WHAT YOU NEED TO DO:
a - In the passage about ADHD and school support plans, from what perspectives does the writer say they speak?
b - Could you carry on the passage about ADHD and school support plans, beginning right after its final sentence?

Start of PASSAGE

I have a couple of different perspectives here as someone with ADHD, a mom of a 5 year old child who is demonstrating VERY strong indications of ADHD symptoms, and also the head of a special education department. Many parents come to me at this stage and ask questions about IEPs and 504s. As I am not a doctor, I would not give medical advice. However, as a parent and someone with ADHD, I can tell you that more and more research is coming out on the effects of gluten. I have a gene mutation that causes me to create a significantly lower amount neurotransmitters such as serotonin and dopamine (which is what people who struggle with ADHD have incorrect amounts of). The MTHFR gene mutation is proving to have a huge impact on the medical field. In addition, 98% of people with Autism also test positive for the MTHFR gene mutation. A diet and nutrient change can have HUGE positive impact on common symptoms and struggles.

As to your question on whether or not to get an IEP or 504, I would caution you against immediately going for an IEP. A 504 provides legal accommodations, modifications, or support based on what the child/person needs because of a medical diagnosis. If you are going for an IEP, then you are saying that your child CANNOT learn without specialized instruction. If you had stomach problems and went to the doctor, they wouldn’t jump to surgery as a first intervention. I would request a Functional Behavioral Analysis in order to develop a Behavior Intervention Plan, which would identify where, how, how long, how often, and the environmental factors that are occurring when your son struggles.

End of PASSAGE
Start of RECORDED DATA

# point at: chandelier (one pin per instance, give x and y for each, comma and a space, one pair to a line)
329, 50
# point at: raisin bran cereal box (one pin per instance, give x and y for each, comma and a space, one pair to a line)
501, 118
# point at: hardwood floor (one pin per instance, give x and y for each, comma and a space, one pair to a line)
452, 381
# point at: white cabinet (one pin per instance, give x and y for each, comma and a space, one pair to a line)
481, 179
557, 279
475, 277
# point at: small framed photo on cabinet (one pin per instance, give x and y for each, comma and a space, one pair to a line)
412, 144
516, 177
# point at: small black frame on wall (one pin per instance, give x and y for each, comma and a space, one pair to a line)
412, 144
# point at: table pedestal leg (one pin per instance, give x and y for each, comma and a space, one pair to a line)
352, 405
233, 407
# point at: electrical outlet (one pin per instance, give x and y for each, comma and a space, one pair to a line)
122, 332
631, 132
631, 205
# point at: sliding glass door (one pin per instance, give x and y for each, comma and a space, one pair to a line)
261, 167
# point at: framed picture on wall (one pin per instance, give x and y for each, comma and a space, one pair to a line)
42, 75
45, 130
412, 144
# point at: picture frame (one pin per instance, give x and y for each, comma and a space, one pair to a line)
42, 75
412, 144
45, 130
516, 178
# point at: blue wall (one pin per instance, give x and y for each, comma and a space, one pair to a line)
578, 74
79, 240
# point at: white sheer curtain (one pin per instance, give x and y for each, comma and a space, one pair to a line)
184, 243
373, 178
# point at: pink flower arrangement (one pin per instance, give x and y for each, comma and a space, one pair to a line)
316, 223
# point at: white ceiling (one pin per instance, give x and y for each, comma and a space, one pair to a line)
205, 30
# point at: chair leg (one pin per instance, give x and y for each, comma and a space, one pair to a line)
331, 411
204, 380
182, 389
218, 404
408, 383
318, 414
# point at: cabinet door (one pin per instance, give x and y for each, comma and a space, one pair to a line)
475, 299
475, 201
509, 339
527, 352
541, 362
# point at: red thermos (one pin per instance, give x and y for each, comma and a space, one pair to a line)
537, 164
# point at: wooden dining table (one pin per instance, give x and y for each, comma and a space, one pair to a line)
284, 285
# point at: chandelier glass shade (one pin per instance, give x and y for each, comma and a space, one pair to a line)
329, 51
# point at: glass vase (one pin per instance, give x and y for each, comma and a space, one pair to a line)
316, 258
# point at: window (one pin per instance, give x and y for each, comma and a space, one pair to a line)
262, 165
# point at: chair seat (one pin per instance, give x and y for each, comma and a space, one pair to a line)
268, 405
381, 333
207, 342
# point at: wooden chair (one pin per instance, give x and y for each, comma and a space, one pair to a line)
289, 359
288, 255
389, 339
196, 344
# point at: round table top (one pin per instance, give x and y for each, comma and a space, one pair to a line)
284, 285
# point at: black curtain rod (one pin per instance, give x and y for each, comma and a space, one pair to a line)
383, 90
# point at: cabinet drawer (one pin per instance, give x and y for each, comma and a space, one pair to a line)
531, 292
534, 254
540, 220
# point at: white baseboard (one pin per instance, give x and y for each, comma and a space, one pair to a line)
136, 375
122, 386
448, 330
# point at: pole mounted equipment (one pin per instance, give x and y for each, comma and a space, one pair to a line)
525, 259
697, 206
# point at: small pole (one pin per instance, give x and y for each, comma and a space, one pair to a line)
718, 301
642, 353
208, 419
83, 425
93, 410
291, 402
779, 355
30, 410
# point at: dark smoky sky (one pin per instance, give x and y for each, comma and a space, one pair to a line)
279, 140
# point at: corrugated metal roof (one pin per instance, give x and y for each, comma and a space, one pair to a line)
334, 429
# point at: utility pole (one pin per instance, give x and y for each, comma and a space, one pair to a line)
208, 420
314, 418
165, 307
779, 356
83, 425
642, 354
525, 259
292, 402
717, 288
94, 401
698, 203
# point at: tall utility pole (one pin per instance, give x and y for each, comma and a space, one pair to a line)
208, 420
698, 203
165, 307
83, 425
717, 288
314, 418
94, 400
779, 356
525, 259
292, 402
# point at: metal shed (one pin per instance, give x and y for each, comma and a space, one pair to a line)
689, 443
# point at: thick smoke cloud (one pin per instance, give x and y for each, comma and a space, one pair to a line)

End of RECORDED DATA

PER-TASK OUTPUTS:
a -
- Someone with ADHD
- A mom of a 5 year old child who is showing very strong indications of ADHD symptoms
- The head of a special education department

b -
I would recommend baby steps. This is your sons first or second year in school, and it takes time to learn how to learn. Consider diet, a solid and consistent routine at home, and plenty of exercise. It’s also very possible that he may or may not be able to process the correct amount of vitamins and nutrients needed to have good neurological health.

Having an ADHD or ASD diagnosis does not automatically qualify you for an IEP. The evaluation process is used to determine if the child will meet state criteria and they do need to demonstrate a significant educational impairment. The guiding question behind everything should be if your child is able to access the curriculum within the least restrictive environment. If they can, but need support, a 504 plan may be your best option.

Hope this helps, I know it was a little wordy. Every state is different, and I’m coming from Missouri, so I’m offering advice from those standards. You are mom. Talk to the people at your school. They will be able to guide you through any and all processes that are available.

Allison

Posted by allison.brewer on Jan 10, 2014 at 5:01am

Thank you all so much for your advice! This has been so overwhelming and it helps to hear from others in similar situations!

Posted by jazzymom on Jan 10, 2014 at 6:52pm

Hi Jazzymom

My 7yr old daughter was recently diagnosed with ADHD and I got a referral from her neurologist for the school to put in under the 504 plan. After doing my own research and talking to the staff and teachers at my daughter’s school we came to the conclusion that the 504 plan wouldn’t help her. From my understanding with the 504 plan they only evaluate the child about once per year. My daughter needed a more involved plan so we went with something called SBRI plan (Scientific Research Based Intervention). This plan maybe on the same lines as the IEP plan you asked about.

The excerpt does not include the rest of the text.